**Задание**
Выведите строки всех записей ниже нумерованным списком, пустые строки опустите.

**Исходные данные**

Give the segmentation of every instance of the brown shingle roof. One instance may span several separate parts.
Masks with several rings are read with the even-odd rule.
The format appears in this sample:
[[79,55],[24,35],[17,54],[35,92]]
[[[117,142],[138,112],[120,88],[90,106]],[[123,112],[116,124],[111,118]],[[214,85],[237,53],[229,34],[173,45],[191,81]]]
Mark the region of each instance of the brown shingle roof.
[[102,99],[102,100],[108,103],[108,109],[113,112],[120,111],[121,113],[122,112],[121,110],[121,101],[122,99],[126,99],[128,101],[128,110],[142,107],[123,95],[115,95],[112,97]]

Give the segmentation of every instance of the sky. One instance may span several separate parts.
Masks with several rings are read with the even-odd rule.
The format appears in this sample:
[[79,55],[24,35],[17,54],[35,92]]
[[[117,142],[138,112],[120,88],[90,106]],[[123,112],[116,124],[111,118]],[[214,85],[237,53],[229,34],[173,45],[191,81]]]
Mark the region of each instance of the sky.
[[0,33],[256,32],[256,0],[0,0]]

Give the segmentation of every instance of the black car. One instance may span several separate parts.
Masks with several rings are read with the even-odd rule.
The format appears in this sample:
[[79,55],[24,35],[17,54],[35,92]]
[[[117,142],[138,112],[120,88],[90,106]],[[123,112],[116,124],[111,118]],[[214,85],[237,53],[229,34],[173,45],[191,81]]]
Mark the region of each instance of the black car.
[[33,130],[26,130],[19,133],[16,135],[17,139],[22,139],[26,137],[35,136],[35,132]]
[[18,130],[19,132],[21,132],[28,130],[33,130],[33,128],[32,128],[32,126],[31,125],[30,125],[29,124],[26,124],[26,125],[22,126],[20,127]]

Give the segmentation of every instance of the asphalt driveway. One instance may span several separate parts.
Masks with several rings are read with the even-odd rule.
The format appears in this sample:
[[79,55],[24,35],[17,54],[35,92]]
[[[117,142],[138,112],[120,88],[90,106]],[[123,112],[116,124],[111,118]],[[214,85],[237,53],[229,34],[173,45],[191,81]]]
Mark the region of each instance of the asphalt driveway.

**Ответ**
1. Give the segmentation of every instance of the brown shingle roof. One instance may span several separate parts.
2. Masks with several rings are read with the even-odd rule.
3. The format appears in this sample:
4. [[79,55],[24,35],[17,54],[35,92]]
5. [[[117,142],[138,112],[120,88],[90,106]],[[123,112],[116,124],[111,118]],[[214,85],[237,53],[229,34],[173,45],[191,81]]]
6. Mark the region of each instance of the brown shingle roof.
7. [[102,99],[102,100],[108,103],[108,109],[113,112],[120,111],[121,113],[122,112],[121,110],[121,101],[122,99],[126,99],[128,101],[128,110],[142,107],[123,95],[115,95],[112,97]]
8. Give the segmentation of every instance of the sky. One instance may span several separate parts.
9. Masks with several rings are read with the even-odd rule.
10. The format appears in this sample:
11. [[79,55],[24,35],[17,54],[35,92]]
12. [[[117,142],[138,112],[120,88],[90,106]],[[123,112],[116,124],[111,118]],[[214,85],[237,53],[229,34],[173,45],[191,81]]]
13. Mark the region of each instance of the sky.
14. [[0,33],[256,32],[256,0],[0,0]]
15. Give the segmentation of every instance of the black car. One instance may span several separate parts.
16. Masks with several rings are read with the even-odd rule.
17. The format appears in this sample:
18. [[79,55],[24,35],[17,54],[35,92]]
19. [[[117,142],[138,112],[120,88],[90,106]],[[123,112],[116,124],[111,118]],[[214,85],[237,53],[229,34],[173,45],[191,81]]]
20. Mark the region of each instance of the black car.
21. [[33,130],[26,130],[19,133],[16,135],[17,139],[22,139],[26,137],[35,136],[35,132]]
22. [[18,130],[19,132],[21,132],[28,130],[33,130],[33,128],[32,128],[32,126],[31,125],[30,125],[29,124],[26,124],[26,125],[22,126],[20,127]]
23. Give the segmentation of every instance of the asphalt driveway. One instance may span several separate parts.
24. Masks with several rings are read with the even-odd rule.
25. The format appears in this sample:
26. [[79,55],[24,35],[17,54],[35,92]]
27. [[[117,142],[138,112],[120,88],[90,106]],[[123,112],[116,124],[111,118]],[[214,85],[237,53],[229,34],[173,45],[191,81]]]
28. Mark the region of each instance of the asphalt driveway.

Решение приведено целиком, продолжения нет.